Problem statement:
Please format the records as a JSON list of strings, one string per line, beginning at the line that has "query: green tree" and stopping after the line that has "(0, 240), (486, 333)", with both of those lines included. Leave out any blank lines.

------------------------------------------------------------

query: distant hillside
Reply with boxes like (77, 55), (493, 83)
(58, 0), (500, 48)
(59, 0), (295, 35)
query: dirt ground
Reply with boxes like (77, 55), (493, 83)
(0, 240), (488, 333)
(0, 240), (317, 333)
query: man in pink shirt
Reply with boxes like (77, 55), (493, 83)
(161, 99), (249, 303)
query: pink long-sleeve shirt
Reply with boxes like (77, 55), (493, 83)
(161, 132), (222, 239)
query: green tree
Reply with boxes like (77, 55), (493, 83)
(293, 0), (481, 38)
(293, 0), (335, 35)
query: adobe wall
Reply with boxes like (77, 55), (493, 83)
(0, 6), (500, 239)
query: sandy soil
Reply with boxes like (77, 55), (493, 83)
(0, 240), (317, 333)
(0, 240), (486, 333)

------------------------------------------------------------

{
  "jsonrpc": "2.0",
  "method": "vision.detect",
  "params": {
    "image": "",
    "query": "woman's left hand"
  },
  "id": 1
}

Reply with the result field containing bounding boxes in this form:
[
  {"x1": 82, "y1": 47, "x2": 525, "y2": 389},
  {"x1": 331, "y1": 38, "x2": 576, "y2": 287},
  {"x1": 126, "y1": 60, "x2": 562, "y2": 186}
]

------------------------------------------------------------

Output of the exercise:
[
  "query: green tree",
  "Reply with boxes like (77, 55), (493, 83)",
  "(293, 0), (481, 38)",
  "(293, 0), (335, 35)",
  "query: adobe wall",
  "Reply with boxes like (77, 55), (493, 83)",
  "(0, 6), (500, 239)",
  "query: sandy soil",
  "Reply with boxes like (77, 55), (493, 83)",
  "(0, 240), (317, 333)",
  "(0, 240), (486, 333)"
]